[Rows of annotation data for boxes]
--

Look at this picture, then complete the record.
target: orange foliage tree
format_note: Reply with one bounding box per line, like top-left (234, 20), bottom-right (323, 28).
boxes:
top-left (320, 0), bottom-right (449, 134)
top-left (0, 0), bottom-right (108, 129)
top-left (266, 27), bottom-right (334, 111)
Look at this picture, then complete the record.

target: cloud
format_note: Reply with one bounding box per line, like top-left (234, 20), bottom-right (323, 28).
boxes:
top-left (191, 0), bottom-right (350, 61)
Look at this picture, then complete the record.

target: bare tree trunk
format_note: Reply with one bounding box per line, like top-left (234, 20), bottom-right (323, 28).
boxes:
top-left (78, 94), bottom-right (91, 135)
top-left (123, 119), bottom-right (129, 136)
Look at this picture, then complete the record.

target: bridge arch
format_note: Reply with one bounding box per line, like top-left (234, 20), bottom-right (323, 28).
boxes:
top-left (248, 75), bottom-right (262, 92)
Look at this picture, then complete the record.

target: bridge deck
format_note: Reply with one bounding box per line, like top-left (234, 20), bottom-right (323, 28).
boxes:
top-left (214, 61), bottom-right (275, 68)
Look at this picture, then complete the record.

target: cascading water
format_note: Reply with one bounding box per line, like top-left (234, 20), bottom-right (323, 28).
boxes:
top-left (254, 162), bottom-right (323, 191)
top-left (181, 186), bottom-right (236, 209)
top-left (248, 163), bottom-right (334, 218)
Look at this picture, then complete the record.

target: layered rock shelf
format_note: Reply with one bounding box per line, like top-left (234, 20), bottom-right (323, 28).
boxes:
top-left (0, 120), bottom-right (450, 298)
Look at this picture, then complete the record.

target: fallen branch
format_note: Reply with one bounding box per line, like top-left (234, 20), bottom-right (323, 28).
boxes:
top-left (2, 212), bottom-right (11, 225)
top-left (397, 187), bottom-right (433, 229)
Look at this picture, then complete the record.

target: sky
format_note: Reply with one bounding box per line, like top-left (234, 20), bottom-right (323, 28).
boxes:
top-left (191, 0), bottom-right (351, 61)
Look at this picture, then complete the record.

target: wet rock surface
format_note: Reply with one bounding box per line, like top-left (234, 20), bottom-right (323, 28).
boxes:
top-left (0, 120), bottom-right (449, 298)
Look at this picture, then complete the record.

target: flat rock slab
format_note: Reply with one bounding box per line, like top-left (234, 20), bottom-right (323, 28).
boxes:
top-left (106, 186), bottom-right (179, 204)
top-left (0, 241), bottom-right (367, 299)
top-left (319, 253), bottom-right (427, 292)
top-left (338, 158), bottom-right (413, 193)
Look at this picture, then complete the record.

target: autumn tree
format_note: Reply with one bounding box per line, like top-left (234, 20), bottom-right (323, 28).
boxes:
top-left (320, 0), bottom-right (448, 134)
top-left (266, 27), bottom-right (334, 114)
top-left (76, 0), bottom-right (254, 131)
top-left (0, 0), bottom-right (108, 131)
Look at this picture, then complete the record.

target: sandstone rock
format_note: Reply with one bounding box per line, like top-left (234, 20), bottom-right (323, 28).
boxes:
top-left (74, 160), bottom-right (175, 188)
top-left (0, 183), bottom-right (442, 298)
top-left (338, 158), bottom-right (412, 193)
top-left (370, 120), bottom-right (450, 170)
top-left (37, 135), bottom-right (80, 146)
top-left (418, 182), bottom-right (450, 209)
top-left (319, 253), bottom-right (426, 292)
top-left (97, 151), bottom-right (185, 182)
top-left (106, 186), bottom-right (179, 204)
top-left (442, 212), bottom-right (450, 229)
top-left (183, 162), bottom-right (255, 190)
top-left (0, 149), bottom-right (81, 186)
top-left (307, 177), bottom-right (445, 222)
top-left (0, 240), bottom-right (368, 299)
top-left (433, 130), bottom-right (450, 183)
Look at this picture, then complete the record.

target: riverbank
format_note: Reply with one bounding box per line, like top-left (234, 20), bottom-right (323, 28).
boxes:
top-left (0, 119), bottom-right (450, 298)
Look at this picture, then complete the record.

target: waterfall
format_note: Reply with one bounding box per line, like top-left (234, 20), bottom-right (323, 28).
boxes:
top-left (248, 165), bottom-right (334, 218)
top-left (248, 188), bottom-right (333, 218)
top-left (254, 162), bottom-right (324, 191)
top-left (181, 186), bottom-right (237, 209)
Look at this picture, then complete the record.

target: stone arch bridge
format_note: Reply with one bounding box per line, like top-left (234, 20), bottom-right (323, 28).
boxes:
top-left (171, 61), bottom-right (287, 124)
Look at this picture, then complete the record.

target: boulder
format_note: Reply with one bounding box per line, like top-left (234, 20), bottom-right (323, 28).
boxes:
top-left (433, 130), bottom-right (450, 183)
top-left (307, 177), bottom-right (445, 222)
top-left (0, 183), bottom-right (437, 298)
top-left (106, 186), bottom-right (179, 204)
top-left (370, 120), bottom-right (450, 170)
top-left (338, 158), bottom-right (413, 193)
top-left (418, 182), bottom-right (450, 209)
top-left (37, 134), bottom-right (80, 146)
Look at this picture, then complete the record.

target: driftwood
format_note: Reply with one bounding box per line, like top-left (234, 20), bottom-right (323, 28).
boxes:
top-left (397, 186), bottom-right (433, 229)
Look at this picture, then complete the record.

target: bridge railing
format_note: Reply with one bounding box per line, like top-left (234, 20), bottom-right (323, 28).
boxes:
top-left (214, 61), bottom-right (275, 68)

--

Requirements: Extract every line of the records above in their original order, without changing a single character.

The output:
Look at this picture, then complete the record.
target: orange foliage tree
format_note: Reply with one bounding box per line, like top-left (234, 20), bottom-right (323, 28).
boxes:
top-left (320, 0), bottom-right (449, 134)
top-left (0, 0), bottom-right (108, 129)
top-left (266, 27), bottom-right (334, 111)
Look at this picture, then complete the record.

target: cloud
format_note: Reply with one bounding box per line, like top-left (234, 20), bottom-right (323, 28).
boxes:
top-left (191, 0), bottom-right (350, 61)
Look at this picture, then complete the record.

target: bare tree trunk
format_note: Reply with one bounding box per line, like top-left (234, 20), bottom-right (323, 28).
boxes:
top-left (78, 94), bottom-right (91, 135)
top-left (123, 119), bottom-right (129, 136)
Look at this picture, then complete the record.

target: bridge arch
format_note: Reply with one bounding box per line, like top-left (234, 20), bottom-right (323, 28).
boxes:
top-left (248, 75), bottom-right (262, 92)
Look at this picture, then complete the record.

target: bridge deck
format_note: Reply with one bounding box per line, like top-left (234, 20), bottom-right (323, 28).
boxes:
top-left (214, 61), bottom-right (275, 68)
Look at this picture, then complete the record.

target: cascading water
format_note: Reply with one bounding box per line, like top-left (234, 20), bottom-right (323, 28).
boxes:
top-left (254, 162), bottom-right (323, 191)
top-left (181, 186), bottom-right (236, 209)
top-left (248, 163), bottom-right (334, 218)
Look at this picture, then complete the record.

target: layered rock shelf
format_note: Reply with one bounding box per line, like top-left (234, 20), bottom-right (323, 28).
boxes:
top-left (0, 120), bottom-right (450, 298)
Look at this picture, then complete the record.

target: fallen branch
format_note: Reply with one bounding box per line, like top-left (234, 20), bottom-right (323, 28).
boxes:
top-left (2, 212), bottom-right (11, 225)
top-left (397, 187), bottom-right (433, 229)
Look at this picture, then complete the record.

target: sky
format_note: Reply with one bounding box per line, like top-left (234, 20), bottom-right (323, 28).
boxes:
top-left (191, 0), bottom-right (351, 61)
Look at this picture, then complete the record.

target: wet rock surface
format_note: Reply with one bounding box per line, like top-left (234, 20), bottom-right (323, 28).
boxes:
top-left (0, 120), bottom-right (449, 298)
Look at this picture, then complete the record.

target: flat rock slab
format_note: Reply with one bounding box per line, like top-left (234, 20), bottom-right (323, 28).
boxes:
top-left (106, 186), bottom-right (179, 204)
top-left (0, 241), bottom-right (367, 299)
top-left (319, 253), bottom-right (427, 292)
top-left (338, 158), bottom-right (413, 193)
Look at this picture, then complete the record.

target: autumn tree
format_note: Reply with one bounding box per line, like top-left (234, 20), bottom-right (323, 28).
boxes:
top-left (320, 0), bottom-right (448, 134)
top-left (266, 27), bottom-right (334, 114)
top-left (76, 0), bottom-right (254, 131)
top-left (0, 0), bottom-right (108, 131)
Look at this picture, then complete the record.

target: sandstone rock
format_note: Reply with one bounding box per line, like top-left (234, 20), bottom-right (323, 28).
boxes:
top-left (74, 160), bottom-right (175, 188)
top-left (0, 183), bottom-right (442, 298)
top-left (338, 158), bottom-right (412, 193)
top-left (370, 120), bottom-right (450, 170)
top-left (37, 135), bottom-right (80, 146)
top-left (418, 182), bottom-right (450, 209)
top-left (319, 253), bottom-right (426, 292)
top-left (97, 151), bottom-right (185, 182)
top-left (106, 186), bottom-right (179, 204)
top-left (442, 212), bottom-right (450, 229)
top-left (183, 162), bottom-right (255, 190)
top-left (0, 149), bottom-right (81, 186)
top-left (307, 177), bottom-right (445, 222)
top-left (0, 240), bottom-right (368, 299)
top-left (433, 130), bottom-right (450, 183)
Look at this picture, then complete the record.

target: riverbank
format_note: Reply with one bounding box per line, like top-left (234, 20), bottom-right (323, 28).
boxes:
top-left (0, 119), bottom-right (450, 298)
Look at this picture, then complete the record.

target: waterfall
format_note: Reply with one bounding box per line, like top-left (234, 20), bottom-right (323, 28).
boxes:
top-left (248, 165), bottom-right (334, 218)
top-left (248, 188), bottom-right (333, 218)
top-left (254, 162), bottom-right (324, 191)
top-left (181, 186), bottom-right (237, 209)
Look at this picture, then complete the record.

target: stone arch bridge
format_note: Reply with one bounding box per line, like top-left (234, 20), bottom-right (323, 28).
boxes:
top-left (171, 61), bottom-right (287, 124)
Look at this picture, then complete the record.

target: boulder
format_note: Reply with one bounding box per line, like top-left (234, 20), bottom-right (323, 28).
boxes:
top-left (433, 130), bottom-right (450, 183)
top-left (307, 177), bottom-right (445, 222)
top-left (0, 183), bottom-right (437, 298)
top-left (106, 186), bottom-right (179, 204)
top-left (370, 120), bottom-right (450, 170)
top-left (338, 158), bottom-right (413, 193)
top-left (418, 182), bottom-right (450, 209)
top-left (37, 134), bottom-right (80, 146)
Look at this picture, then complete the record.

target: driftwood
format_note: Reply with one bounding box per line, like top-left (234, 20), bottom-right (323, 28).
boxes:
top-left (397, 186), bottom-right (433, 229)
Look at this picture, then complete the record.

target: bridge railing
format_note: Reply with one bounding box per line, like top-left (234, 20), bottom-right (323, 28).
boxes:
top-left (214, 61), bottom-right (275, 68)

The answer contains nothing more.